======== EXTRACT TO READ ========

Re: Updated LOD Cloud Diagram - Missed data sources. from Hugh Glaser on 2014-07-25 (public-lod@w3.org from July 2014)

From: Hugh Glaser <hugh@glasers.org>
Date: Sat, 26 Jul 2014 00:34:49 +0100
To: Luca Matteis <lmatteis@gmail.com>
Cc: ahogan@dcc.uchile.cl, Linked Data community <public-lod@w3.org>
Message-Id: <7EBEDD87-354A-47E7-BB97-F761AACDAABE@glasers.org>
Hi Luca,
Thanks for asking.

I have resources that number 100Ms and even 1Bs of resolvable URIs.
I even have datasets with effectively infinite numbers of URIs.
Some people seem to find them useful, in the sense that they want to look specific things up.
These are not documents - they are dynamically generated RDF documents from SQL, triple or other storage mechanisms.
It can be a serious cost to me in terms of server processor, network and disk cost (I do some caching to trade processor cost against disk space) to allow crawlers to try to spider serious parts or all of the dataset.
Some of the documents can take several seconds of CPU to generate.
(Since all this is unfunded most costs come out of my pocket, by the way.)
So it may be that avoiding spiders is the difference between me offering the dataset and not - or at least it means that the service that the “real” users get is not overwhelmed by the bots.

So what I want to do is make the datasets available, but I don’t want to bear the costs of having Google, Bing, or anyone else, actually crawling the site.
And no, I don’t want to have anything more than URI resolution, by having people register or authenticate - I want access to be as easy as possible - URI resolution.
Actually, spidering is what the sitemap (which I put work into building if one is possible) is for.

Oh, and I should say that the dynamic nature of the data means that the last modified and similar headers cannot be reliable set, and so bots would find incremental spidering rather challenging.

And I do think what I say applies to the web of documents.
Would a web site manager really object to me having a script that occasionally got some news or weather and displayed it on a web page.

By the way, I see that the standard Drupal instance puts this in the robots.txt:
# This file is to prevent the crawling and indexing of certain parts
# of your site by web crawlers and spiders run by sites like Yahoo!
# and Google. By telling these "robots" where not to go on your site,
# you save bandwidth and server resources.

That sort of sums up what I want.

But now I seem to be repeating myself :-)

Best
Hugh

On 25 Jul 2014, at 23:23, Luca Matteis <lmatteis@gmail.com> wrote:

> Robots.txt to me works well for a web of documents. That is, wanting
> only humans to access certain resources. But for a web of data, why
> resort to a robots.txt when you could simply not put the resource
> online in the first place?
> 
> On Fri, Jul 25, 2014 at 11:54 PM, Hugh Glaser <hugh@glasers.org> wrote:
>> Hi,
>> Well, as you might guess, I can’t say I agree.
>> Firstly, as you correctly say, if there is a robots.txt with Disallow / on the RDF on a LD site, then it effectively prohibits any LD app from accessing the LD.
>> So clearly that can’t be what the publisher intended (the idea of publishing RDF for humans to fetch is not a big market).
>> So what did the publisher intend? This should be what the consumer aims to comply with.

======== INFORMATION SUPPLIED ========

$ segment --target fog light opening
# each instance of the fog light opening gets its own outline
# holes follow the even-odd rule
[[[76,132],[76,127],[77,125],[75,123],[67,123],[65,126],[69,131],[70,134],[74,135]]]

========

According to the email thread, why would bots find incremental spidering of Hugh's datasets difficult? Answer in one to three sentences. Rely only on the email thread above, not on the material.

**TASK RESULT**.
Hugh's data is dynamic, so the last modified and similar headers cannot be set reliably.